Report every line of the records containing the string "tree", copying each one in full.

Items:
.....
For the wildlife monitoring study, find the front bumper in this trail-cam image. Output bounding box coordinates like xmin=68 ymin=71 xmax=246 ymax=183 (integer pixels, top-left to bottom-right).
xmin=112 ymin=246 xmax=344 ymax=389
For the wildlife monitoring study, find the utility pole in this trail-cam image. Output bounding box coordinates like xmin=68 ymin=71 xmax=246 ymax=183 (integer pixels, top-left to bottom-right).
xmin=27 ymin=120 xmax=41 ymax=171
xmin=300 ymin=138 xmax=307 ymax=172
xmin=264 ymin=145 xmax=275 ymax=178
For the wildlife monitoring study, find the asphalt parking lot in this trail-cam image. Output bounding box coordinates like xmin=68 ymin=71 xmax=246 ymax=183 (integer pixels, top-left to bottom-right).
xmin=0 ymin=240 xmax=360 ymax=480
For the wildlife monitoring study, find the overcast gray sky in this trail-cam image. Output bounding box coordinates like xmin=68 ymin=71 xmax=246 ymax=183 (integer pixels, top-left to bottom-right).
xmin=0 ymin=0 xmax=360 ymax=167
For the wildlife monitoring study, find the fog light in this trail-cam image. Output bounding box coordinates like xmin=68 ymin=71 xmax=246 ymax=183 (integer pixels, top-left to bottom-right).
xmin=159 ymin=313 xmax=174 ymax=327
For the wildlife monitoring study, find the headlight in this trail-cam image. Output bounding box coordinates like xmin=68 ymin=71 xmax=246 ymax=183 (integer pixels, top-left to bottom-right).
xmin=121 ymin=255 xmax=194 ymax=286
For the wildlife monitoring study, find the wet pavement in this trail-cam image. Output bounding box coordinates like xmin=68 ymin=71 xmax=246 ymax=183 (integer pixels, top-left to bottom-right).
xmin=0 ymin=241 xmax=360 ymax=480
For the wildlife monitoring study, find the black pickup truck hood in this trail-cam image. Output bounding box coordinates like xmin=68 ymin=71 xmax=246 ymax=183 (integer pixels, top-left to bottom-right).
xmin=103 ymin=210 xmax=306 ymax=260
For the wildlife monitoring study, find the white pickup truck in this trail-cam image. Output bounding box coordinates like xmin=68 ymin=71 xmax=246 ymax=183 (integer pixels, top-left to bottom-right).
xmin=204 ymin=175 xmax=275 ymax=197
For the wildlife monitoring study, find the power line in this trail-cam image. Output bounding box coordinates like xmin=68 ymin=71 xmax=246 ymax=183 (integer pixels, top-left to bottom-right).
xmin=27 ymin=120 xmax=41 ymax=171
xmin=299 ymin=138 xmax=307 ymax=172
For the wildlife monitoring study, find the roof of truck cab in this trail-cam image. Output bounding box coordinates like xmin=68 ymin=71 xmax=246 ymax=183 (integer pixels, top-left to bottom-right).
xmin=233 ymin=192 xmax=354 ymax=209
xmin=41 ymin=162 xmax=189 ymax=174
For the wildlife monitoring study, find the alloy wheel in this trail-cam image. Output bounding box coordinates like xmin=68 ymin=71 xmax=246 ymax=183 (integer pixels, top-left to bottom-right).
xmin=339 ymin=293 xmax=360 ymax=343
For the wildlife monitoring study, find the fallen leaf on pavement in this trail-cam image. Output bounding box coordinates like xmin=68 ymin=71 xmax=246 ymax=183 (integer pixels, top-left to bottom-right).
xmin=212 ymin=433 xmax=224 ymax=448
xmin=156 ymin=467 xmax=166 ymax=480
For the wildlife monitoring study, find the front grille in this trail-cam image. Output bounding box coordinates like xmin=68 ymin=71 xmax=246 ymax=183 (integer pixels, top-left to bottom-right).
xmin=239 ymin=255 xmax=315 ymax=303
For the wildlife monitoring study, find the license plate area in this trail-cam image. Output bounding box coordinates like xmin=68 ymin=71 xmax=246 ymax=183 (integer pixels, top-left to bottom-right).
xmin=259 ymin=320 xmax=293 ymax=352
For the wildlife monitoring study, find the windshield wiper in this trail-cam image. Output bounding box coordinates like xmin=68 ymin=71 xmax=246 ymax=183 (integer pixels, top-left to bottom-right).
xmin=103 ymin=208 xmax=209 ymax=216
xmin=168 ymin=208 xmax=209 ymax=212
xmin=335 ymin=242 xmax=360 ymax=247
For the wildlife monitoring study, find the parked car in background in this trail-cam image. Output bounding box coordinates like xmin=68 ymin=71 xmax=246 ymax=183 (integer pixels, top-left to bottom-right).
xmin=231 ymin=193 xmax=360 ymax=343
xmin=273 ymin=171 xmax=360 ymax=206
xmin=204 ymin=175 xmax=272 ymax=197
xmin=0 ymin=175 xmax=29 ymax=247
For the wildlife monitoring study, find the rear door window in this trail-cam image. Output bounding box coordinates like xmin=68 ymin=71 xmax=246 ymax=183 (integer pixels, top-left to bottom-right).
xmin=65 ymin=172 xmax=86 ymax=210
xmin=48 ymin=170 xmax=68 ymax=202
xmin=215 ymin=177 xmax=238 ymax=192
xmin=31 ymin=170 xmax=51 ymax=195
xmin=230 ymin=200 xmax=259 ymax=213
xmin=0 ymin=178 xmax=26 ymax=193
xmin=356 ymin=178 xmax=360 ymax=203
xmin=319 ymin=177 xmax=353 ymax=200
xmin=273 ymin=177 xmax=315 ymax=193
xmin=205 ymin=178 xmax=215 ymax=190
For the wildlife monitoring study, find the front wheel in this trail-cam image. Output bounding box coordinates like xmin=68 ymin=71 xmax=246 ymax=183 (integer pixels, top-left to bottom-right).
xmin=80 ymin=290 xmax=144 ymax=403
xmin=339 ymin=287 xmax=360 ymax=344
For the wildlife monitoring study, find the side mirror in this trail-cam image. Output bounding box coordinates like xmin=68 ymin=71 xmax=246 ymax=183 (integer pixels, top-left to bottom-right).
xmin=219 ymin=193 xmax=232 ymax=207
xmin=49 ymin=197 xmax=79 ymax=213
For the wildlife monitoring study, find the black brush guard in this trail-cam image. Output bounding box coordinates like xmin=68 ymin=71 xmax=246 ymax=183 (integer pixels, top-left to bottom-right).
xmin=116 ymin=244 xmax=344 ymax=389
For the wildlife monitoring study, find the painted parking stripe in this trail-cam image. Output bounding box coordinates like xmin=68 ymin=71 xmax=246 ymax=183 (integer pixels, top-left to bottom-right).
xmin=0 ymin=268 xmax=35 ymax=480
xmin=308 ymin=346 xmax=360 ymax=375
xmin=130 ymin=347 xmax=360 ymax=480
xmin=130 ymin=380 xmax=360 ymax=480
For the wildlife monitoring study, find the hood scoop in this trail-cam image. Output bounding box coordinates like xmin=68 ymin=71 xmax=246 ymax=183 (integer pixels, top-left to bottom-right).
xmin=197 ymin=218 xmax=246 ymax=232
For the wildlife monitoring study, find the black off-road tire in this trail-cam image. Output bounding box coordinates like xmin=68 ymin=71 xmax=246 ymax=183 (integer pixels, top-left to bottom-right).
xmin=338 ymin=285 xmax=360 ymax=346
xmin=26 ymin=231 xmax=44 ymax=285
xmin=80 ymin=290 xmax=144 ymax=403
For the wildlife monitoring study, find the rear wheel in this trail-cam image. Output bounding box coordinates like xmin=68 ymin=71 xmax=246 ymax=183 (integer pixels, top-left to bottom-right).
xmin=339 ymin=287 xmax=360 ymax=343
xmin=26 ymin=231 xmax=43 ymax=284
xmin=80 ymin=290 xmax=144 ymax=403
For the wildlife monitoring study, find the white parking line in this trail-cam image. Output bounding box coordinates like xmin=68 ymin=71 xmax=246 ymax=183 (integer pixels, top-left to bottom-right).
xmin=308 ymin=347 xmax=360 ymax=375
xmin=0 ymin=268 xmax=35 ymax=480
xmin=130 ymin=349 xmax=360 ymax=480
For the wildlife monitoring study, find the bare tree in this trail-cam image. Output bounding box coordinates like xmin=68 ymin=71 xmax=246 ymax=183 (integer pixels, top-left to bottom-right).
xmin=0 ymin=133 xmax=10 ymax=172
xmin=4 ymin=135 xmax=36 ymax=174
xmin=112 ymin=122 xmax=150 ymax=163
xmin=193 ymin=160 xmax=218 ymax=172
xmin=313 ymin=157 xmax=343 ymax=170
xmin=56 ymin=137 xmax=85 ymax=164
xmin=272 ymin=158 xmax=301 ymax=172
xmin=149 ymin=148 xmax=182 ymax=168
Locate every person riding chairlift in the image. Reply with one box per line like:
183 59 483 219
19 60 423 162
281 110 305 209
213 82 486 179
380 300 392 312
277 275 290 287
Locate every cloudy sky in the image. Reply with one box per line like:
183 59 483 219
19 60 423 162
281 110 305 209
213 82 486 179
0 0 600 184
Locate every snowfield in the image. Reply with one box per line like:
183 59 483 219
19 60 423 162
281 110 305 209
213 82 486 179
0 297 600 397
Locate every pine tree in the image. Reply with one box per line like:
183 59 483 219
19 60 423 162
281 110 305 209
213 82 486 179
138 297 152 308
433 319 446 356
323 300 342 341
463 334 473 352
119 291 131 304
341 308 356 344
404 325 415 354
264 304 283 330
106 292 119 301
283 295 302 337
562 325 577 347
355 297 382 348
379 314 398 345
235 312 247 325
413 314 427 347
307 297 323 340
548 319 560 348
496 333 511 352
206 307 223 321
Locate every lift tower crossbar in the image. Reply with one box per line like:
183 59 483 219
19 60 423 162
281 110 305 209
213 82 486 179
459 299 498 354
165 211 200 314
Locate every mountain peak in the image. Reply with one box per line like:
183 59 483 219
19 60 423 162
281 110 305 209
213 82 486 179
.....
The solution:
For the wildlife monitoring study, find the bare tree in this trail-cam image. Output bounding box coordinates like xmin=68 ymin=71 xmax=246 ymax=183 (integer pixels, top-left to bottom-right).
Locate every pine tree in the image. Reply with one box per line like:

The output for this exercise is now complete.